EXERCISE
Convert the lines below into a JSON list of strings, with one string per line and blank lines omitted.

Records for location labeling
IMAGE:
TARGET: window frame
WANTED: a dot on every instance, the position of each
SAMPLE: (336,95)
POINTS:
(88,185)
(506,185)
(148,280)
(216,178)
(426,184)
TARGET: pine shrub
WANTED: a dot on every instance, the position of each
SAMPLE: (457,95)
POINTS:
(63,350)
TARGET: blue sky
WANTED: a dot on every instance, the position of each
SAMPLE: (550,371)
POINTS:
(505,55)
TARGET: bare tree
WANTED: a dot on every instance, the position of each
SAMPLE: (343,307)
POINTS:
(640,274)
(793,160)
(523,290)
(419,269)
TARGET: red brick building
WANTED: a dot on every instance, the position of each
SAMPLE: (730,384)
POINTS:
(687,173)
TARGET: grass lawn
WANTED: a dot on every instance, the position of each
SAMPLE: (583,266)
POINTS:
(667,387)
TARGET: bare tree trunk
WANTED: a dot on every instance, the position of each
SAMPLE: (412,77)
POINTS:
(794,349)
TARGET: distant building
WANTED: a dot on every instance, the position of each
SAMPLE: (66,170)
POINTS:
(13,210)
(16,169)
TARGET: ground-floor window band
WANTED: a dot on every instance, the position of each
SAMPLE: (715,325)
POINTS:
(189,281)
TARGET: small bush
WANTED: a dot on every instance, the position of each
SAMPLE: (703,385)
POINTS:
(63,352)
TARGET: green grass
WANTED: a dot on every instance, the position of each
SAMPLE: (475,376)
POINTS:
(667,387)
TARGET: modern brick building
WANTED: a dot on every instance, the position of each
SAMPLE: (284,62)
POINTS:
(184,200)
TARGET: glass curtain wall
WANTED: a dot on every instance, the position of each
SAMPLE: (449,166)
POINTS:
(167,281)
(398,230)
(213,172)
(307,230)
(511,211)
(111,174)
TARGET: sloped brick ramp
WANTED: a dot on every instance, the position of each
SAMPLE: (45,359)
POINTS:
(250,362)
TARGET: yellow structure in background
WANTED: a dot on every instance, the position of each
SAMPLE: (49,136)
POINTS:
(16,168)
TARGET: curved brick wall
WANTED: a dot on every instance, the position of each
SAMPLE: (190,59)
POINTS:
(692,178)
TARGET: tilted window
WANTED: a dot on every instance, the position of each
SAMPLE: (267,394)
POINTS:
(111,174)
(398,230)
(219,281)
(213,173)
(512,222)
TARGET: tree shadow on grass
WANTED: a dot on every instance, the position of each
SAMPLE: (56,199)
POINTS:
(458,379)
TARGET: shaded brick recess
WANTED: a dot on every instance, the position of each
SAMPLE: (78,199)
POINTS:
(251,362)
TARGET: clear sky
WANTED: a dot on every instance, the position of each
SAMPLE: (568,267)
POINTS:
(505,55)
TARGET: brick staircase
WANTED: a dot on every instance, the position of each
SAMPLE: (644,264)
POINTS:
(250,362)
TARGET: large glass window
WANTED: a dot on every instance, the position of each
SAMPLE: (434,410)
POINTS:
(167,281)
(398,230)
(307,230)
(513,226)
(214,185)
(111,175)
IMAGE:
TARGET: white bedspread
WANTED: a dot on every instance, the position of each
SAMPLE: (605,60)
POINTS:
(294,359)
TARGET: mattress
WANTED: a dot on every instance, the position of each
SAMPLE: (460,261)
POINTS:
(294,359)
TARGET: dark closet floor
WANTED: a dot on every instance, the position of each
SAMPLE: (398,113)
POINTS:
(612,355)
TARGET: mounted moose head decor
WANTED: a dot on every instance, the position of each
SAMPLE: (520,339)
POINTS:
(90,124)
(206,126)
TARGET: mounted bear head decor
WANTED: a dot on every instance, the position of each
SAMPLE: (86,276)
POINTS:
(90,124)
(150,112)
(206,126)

ANSWER TO THIS TASK
[
  "IMAGE:",
  "TARGET: window frame",
  "WANTED: a dot on every instance, the position of each",
  "SAMPLE: (336,95)",
  "POINTS:",
  "(88,185)",
  "(506,185)",
  "(148,280)",
  "(216,178)",
  "(426,184)",
  "TARGET: pine shrub",
  "WANTED: a dot on every instance, the position of each",
  "SAMPLE: (457,95)",
  "POINTS:",
  "(63,350)",
  "TARGET: blue sky",
  "WANTED: a dot on every instance, the position of each",
  "SAMPLE: (550,371)",
  "POINTS:",
  "(505,55)",
  "TARGET: bare tree",
  "WANTED: a dot on every instance, the position of each",
  "SAMPLE: (343,307)",
  "POINTS:",
  "(640,274)",
  "(793,160)",
  "(523,290)",
  "(419,269)",
  "TARGET: red brick building",
  "WANTED: a dot on every instance, the position of each",
  "SAMPLE: (730,384)",
  "POINTS:",
  "(687,173)",
  "TARGET: grass lawn",
  "WANTED: a dot on every instance, the position of each",
  "SAMPLE: (583,266)",
  "POINTS:",
  "(667,387)",
  "TARGET: bare tree trunk",
  "WANTED: a dot on every instance, the position of each",
  "SAMPLE: (412,77)",
  "POINTS:",
  "(794,349)",
  "TARGET: distant building",
  "WANTED: a dot on every instance, the position of each",
  "SAMPLE: (66,170)",
  "POINTS:",
  "(13,210)",
  "(16,169)",
  "TARGET: ground-floor window band",
  "WANTED: a dot on every instance, the position of each",
  "SAMPLE: (715,325)",
  "POINTS:",
  "(189,281)",
  "TARGET: small bush",
  "WANTED: a dot on every instance, the position of each",
  "SAMPLE: (703,385)",
  "POINTS:",
  "(63,352)",
  "TARGET: green grass",
  "WANTED: a dot on every instance, the position of each",
  "SAMPLE: (475,376)",
  "POINTS:",
  "(667,387)",
  "TARGET: modern brick building",
  "WANTED: a dot on every instance, the position of each",
  "SAMPLE: (284,62)",
  "POINTS:",
  "(184,200)",
  "TARGET: glass curtain wall",
  "WANTED: a dot on every instance, the position of each",
  "SAMPLE: (449,166)",
  "POINTS:",
  "(167,281)",
  "(398,230)",
  "(213,172)",
  "(307,230)",
  "(511,211)",
  "(111,174)",
  "TARGET: sloped brick ramp",
  "WANTED: a dot on every instance, the position of each",
  "SAMPLE: (45,359)",
  "POINTS:",
  "(250,362)",
  "TARGET: yellow structure in background",
  "WANTED: a dot on every instance, the position of each",
  "SAMPLE: (49,136)",
  "POINTS:",
  "(16,168)",
  "TARGET: curved brick wall",
  "WANTED: a dot on every instance, the position of each",
  "SAMPLE: (190,59)",
  "POINTS:",
  "(692,178)",
  "TARGET: tilted window",
  "WANTED: a dot on every instance, the position of each",
  "SAMPLE: (267,394)",
  "POINTS:",
  "(111,174)",
  "(398,230)",
  "(219,281)",
  "(213,173)",
  "(512,222)",
  "TARGET: tree shadow on grass",
  "WANTED: a dot on every instance, the position of each",
  "SAMPLE: (56,199)",
  "POINTS:",
  "(458,379)",
  "TARGET: shaded brick recess",
  "WANTED: a dot on every instance, the position of each",
  "SAMPLE: (78,199)",
  "POINTS:",
  "(251,362)",
  "TARGET: clear sky",
  "WANTED: a dot on every instance, the position of each",
  "SAMPLE: (568,267)",
  "POINTS:",
  "(505,55)",
  "TARGET: brick staircase",
  "WANTED: a dot on every instance, the position of each",
  "SAMPLE: (644,264)",
  "POINTS:",
  "(250,362)",
  "TARGET: large glass window",
  "WANTED: a dot on every instance, the position of each",
  "SAMPLE: (434,410)",
  "POINTS:",
  "(167,281)",
  "(398,230)",
  "(307,230)",
  "(513,226)",
  "(214,185)",
  "(111,175)",
  "IMAGE:",
  "TARGET: white bedspread",
  "WANTED: a dot on every instance, the position of each",
  "SAMPLE: (605,60)",
  "POINTS:",
  "(294,359)",
  "TARGET: mattress",
  "WANTED: a dot on every instance, the position of each",
  "SAMPLE: (460,261)",
  "POINTS:",
  "(294,359)",
  "TARGET: dark closet floor",
  "WANTED: a dot on every instance, the position of each",
  "SAMPLE: (398,113)",
  "POINTS:",
  "(612,355)",
  "TARGET: mounted moose head decor",
  "WANTED: a dot on every instance, the position of each",
  "SAMPLE: (520,339)",
  "POINTS:",
  "(90,124)",
  "(206,126)",
  "TARGET: mounted bear head decor",
  "WANTED: a dot on every instance, the position of each",
  "SAMPLE: (86,276)",
  "POINTS:",
  "(90,124)",
  "(150,112)",
  "(206,126)"
]